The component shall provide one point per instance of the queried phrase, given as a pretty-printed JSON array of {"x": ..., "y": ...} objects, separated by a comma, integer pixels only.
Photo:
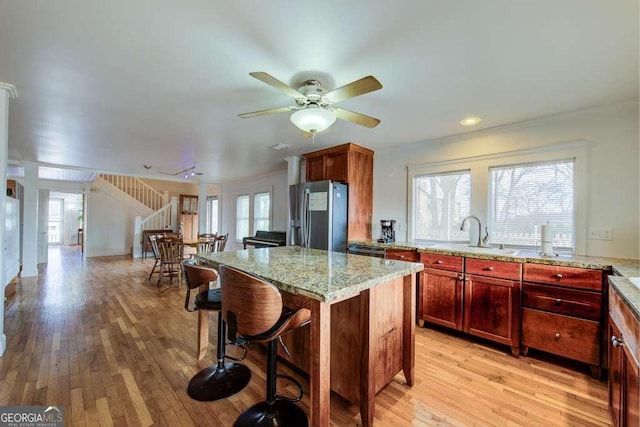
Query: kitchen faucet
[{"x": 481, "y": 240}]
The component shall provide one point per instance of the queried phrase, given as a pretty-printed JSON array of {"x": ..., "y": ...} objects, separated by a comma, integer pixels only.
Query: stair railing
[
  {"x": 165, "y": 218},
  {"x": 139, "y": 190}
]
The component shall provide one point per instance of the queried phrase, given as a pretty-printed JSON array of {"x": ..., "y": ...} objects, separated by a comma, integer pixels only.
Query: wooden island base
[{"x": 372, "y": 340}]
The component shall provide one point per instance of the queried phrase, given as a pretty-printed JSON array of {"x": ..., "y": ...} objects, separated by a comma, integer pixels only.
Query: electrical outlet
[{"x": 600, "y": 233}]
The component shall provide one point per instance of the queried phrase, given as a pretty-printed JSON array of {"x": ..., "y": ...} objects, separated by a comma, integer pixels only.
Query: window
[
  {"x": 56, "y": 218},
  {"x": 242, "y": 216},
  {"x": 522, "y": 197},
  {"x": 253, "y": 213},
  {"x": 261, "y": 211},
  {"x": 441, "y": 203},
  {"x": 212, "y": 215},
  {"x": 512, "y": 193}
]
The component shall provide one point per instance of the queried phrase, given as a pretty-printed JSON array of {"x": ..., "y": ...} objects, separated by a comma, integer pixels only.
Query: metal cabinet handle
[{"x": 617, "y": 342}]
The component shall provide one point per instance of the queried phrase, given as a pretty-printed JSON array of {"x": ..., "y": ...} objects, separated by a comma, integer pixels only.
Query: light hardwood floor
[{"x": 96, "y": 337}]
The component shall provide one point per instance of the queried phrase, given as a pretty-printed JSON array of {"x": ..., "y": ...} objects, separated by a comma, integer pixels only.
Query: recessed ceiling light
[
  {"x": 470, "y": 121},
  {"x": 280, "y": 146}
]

————————

Problem -> Rewrite every line of the listing above as a Markdown table with the columns Row and Listing line. Skip blank lines, and omit the pictures.

Response to this exercise ->
| Row | Listing line |
|---|---|
| 1 | The component shall provide one point per instance of the queried phrase, given as a pretty-printed JSON array of {"x": ..., "y": ...} objects, separated by a comma, integer pixels only. |
| 2 | Photo: |
| 3 | Query: kitchen faucet |
| 4 | [{"x": 481, "y": 240}] |
| 5 | The component shall provide one point per instance of the queried phrase, given as a pretty-printed JSON array of {"x": ..., "y": ...} objects, separated by a comma, integer pixels only. |
| 6 | Query: stair railing |
| 7 | [ |
| 8 |   {"x": 165, "y": 218}, |
| 9 |   {"x": 139, "y": 190} |
| 10 | ] |
| 11 | The component shall provide one point per instance of the queried phrase, given as a pretty-printed JSON array of {"x": ..., "y": ...} objects, separated by a comma, integer pixels only. |
| 12 | Query: wooden island base |
| 13 | [{"x": 372, "y": 340}] |
| 14 | The component shall provide one point per instance of the queried phrase, given as a pretty-printed JSON array of {"x": ..., "y": ...} objects, separated by a comma, integer pixels only. |
| 15 | Query: electrical outlet |
| 16 | [{"x": 600, "y": 233}] |
| 17 | The component shall provide one point per instance of the queried phrase, given as a pretty-printed JSON array of {"x": ..., "y": ...} objects, separated by a comma, integer pixels only. |
| 18 | Query: window |
| 19 | [ |
| 20 |   {"x": 56, "y": 218}, |
| 21 |   {"x": 242, "y": 216}, |
| 22 |   {"x": 522, "y": 197}, |
| 23 |   {"x": 253, "y": 213}, |
| 24 |   {"x": 261, "y": 211}, |
| 25 |   {"x": 441, "y": 203}, |
| 26 |   {"x": 212, "y": 215}, |
| 27 |   {"x": 512, "y": 193} |
| 28 | ] |
| 29 | The component shall provide one point per instance of the queried phrase, given as a pretty-printed JSON array of {"x": ..., "y": ...} objects, separated by a comma, integer pixels only. |
| 30 | Query: metal cabinet handle |
| 31 | [{"x": 617, "y": 342}] |
| 32 | The component shall provide one point per instance of the queried phrase, given as a pretty-printed JSON array of {"x": ..., "y": ...} objects, separated by a comma, integer pixels only. |
| 33 | Query: light hardwood floor |
| 34 | [{"x": 96, "y": 337}] |
| 35 | The component shall provide one point per instance of the queried phrase, given as a pretty-printed JSON array of {"x": ..., "y": ...} objects, separated by a comma, integer pixels only. |
| 36 | Query: recessed ceiling light |
| 37 | [ |
| 38 |   {"x": 470, "y": 121}, |
| 39 |   {"x": 280, "y": 146} |
| 40 | ] |